Goal: Reproduce all of the data that follows, character for character.

'''

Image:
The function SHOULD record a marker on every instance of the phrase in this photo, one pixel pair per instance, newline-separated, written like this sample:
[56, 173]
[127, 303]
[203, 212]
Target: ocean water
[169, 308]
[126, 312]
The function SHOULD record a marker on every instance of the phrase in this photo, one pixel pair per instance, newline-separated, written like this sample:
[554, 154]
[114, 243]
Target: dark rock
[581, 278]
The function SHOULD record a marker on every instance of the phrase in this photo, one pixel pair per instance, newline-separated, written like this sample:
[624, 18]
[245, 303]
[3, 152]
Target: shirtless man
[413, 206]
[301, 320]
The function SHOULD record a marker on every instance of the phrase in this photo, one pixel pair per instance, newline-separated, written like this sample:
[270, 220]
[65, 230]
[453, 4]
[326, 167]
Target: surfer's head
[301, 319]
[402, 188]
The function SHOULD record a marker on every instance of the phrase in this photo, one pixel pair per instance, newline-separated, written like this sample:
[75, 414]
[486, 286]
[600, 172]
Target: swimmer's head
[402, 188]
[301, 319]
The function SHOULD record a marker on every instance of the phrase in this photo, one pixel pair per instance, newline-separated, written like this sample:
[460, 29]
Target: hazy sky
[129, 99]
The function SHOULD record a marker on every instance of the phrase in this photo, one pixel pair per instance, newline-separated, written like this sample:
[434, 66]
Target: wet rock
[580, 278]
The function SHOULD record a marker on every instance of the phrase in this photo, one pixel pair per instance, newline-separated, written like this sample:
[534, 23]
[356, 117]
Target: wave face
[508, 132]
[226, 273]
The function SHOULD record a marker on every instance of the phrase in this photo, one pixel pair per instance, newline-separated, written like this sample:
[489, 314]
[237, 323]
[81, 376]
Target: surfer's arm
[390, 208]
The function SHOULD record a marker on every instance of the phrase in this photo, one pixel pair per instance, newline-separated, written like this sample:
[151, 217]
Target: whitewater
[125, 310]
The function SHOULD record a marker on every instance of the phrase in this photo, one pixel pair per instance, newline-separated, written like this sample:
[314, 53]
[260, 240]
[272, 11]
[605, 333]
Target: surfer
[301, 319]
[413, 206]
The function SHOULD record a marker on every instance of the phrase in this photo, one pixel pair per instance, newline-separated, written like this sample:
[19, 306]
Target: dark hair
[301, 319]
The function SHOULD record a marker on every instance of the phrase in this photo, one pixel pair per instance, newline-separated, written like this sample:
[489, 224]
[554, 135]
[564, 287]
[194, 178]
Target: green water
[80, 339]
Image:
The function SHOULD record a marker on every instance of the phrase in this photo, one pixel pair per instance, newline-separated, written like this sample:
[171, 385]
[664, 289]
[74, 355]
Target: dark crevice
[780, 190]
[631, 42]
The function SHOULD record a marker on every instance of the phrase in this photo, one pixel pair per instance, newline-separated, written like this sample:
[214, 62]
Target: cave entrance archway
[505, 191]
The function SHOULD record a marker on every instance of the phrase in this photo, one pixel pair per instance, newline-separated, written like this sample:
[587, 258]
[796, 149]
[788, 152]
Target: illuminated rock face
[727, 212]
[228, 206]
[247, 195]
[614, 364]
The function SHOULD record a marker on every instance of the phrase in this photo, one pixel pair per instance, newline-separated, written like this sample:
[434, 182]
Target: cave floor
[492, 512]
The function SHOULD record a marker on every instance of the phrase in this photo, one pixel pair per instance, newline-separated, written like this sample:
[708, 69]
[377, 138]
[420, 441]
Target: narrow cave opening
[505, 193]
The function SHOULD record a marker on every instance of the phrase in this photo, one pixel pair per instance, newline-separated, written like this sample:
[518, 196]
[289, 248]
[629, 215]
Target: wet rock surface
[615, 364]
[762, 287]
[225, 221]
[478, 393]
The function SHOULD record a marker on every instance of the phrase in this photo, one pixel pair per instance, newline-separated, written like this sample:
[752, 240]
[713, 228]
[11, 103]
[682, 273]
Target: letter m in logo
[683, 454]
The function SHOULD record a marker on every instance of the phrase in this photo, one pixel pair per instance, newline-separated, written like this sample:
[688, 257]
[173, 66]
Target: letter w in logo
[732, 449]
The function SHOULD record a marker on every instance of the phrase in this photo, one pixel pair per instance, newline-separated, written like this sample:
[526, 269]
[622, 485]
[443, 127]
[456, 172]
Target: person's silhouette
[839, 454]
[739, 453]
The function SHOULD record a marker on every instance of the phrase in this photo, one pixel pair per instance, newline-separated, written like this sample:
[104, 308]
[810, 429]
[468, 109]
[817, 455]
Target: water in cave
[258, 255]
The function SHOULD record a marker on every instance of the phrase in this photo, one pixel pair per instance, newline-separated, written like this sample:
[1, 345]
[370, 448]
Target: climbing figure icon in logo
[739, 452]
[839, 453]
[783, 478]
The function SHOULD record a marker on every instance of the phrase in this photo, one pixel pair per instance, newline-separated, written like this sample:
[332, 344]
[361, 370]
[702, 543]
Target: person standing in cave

'''

Task solution:
Image:
The function SHOULD record a marker on every instance of the phrase in this photo, one pixel pair per instance, newline-separated, written like this sample:
[56, 173]
[127, 303]
[203, 212]
Target: ocean water
[169, 308]
[126, 312]
The function SHOULD record a marker on every instance of the phrase in this photo, one pixel pair per instance, newline-separated, written like this sample:
[554, 154]
[114, 243]
Target: dark rock
[581, 278]
The function SHOULD record a marker on every instance of the phrase in this photo, one pixel pair per instance, newline-separated, written like this sample:
[624, 18]
[245, 303]
[3, 152]
Target: shirtless man
[413, 206]
[301, 320]
The function SHOULD record a marker on every instance of the phrase in this photo, one pixel pair per instance, newline-separated, written like this sample:
[270, 220]
[65, 230]
[453, 4]
[326, 167]
Target: surfer's head
[301, 319]
[402, 188]
The function SHOULD record a marker on every instance of the phrase in this photo, one pixel pair per instance, newline-separated, written like this sample:
[75, 414]
[486, 286]
[600, 172]
Target: swimmer's head
[402, 188]
[301, 319]
The function SHOULD record a marker on every instance of the phrase in this photo, one pixel pair per instance, newline-separated, written like this sample:
[460, 29]
Target: hazy sky
[129, 99]
The function SHOULD record a marker on every instance of the phrase in this photo, one pixel pair per instance, newline-separated, written like this sample:
[434, 66]
Target: wet rock
[580, 278]
The function SHOULD record a marker on every instance of the phrase in this photo, one pixel pair per instance, newline-separated, written like this sample:
[534, 23]
[356, 117]
Target: wave face
[508, 132]
[226, 273]
The function SHOULD record a marker on every instance of the phrase in this photo, one pixel pair per instance, newline-separated, written like this sample:
[489, 314]
[237, 323]
[81, 376]
Target: surfer's arm
[390, 208]
The function SHOULD record a marker on every instance of the phrase in this photo, one pixel pair per instance, newline-separated, written like this sample:
[151, 217]
Target: whitewater
[125, 310]
The function SHOULD record a marker on every instance of the phrase in this photo, one pixel pair per instance, newline-separated, written like this sample:
[314, 53]
[260, 240]
[272, 11]
[605, 333]
Target: surfer
[301, 319]
[413, 206]
The function SHOULD record a marker on every instance of the phrase in this photo, one pixel pair per instance, newline-separated, written like this sample:
[19, 306]
Target: dark hair
[301, 319]
The function SHOULD record a marker on every instance of the phrase in this photo, one pixel pair per instance, newline-separated, written like this sample:
[489, 224]
[554, 135]
[564, 287]
[194, 178]
Target: green water
[80, 339]
Image:
The function SHOULD record a marker on every instance of the phrase in this photo, one pixel pair per instance, newline-separated, written like this sample:
[171, 385]
[664, 289]
[74, 355]
Target: dark crevice
[780, 190]
[631, 42]
The function SHOULD record a marker on every instance of the phrase in this photo, one pixel pair per instance, newline-separated, written like this sample:
[214, 62]
Target: cave entrance archway
[505, 191]
The function SHOULD record a marker on every instance of the phrase in this photo, one pixel pair per instance, newline-separated, written like this sample:
[587, 258]
[796, 149]
[788, 152]
Target: illuminated rock face
[727, 212]
[228, 206]
[247, 195]
[614, 364]
The function SHOULD record a marker on every instance of the phrase in this photo, one pixel pair per instance, newline-separated, written like this sample:
[434, 182]
Target: cave floor
[492, 512]
The function SHOULD record a marker on every instance of the phrase in this photo, one pixel pair per instance, newline-separated, written like this sample:
[708, 69]
[377, 138]
[420, 441]
Target: narrow cave opening
[505, 193]
The function SHOULD record a marker on every instance of the phrase in this photo, one pixel pair per instance, newline-separated, written like this sample:
[518, 196]
[289, 248]
[629, 215]
Target: wet rock surface
[615, 364]
[762, 287]
[225, 221]
[478, 393]
The function SHOULD record a marker on every instance of the phrase in this photo, one pixel pair per instance, newline-separated, written like this sample:
[752, 240]
[713, 228]
[11, 103]
[682, 273]
Target: letter m in logo
[683, 454]
The function SHOULD record a marker on every instance of the phrase in this photo, one pixel pair per instance, newline-separated, written like this sample:
[688, 257]
[173, 66]
Target: letter w in logo
[732, 449]
The function SHOULD record a marker on every instance of the phrase in this photo, one pixel pair per instance, newline-separated, written like this sample:
[526, 269]
[622, 485]
[443, 127]
[456, 172]
Target: person's silhouette
[839, 454]
[739, 453]
The function SHOULD record a marker on every instance of the phrase in this photo, one pixel pair per instance, newline-separated, written like this sample:
[104, 308]
[810, 429]
[468, 109]
[817, 455]
Target: water in cave
[258, 255]
The function SHOULD record a marker on every instance of the phrase in this photo, one pixel pair per instance, newline-separated, written like this sample:
[1, 345]
[370, 448]
Target: climbing figure icon in logo
[739, 452]
[839, 453]
[783, 478]
The function SHOULD record a marker on every instance of the phrase in this photo, one pixel pair per instance, newline-separated, written like this sample:
[332, 344]
[361, 370]
[702, 543]
Target: person standing in cave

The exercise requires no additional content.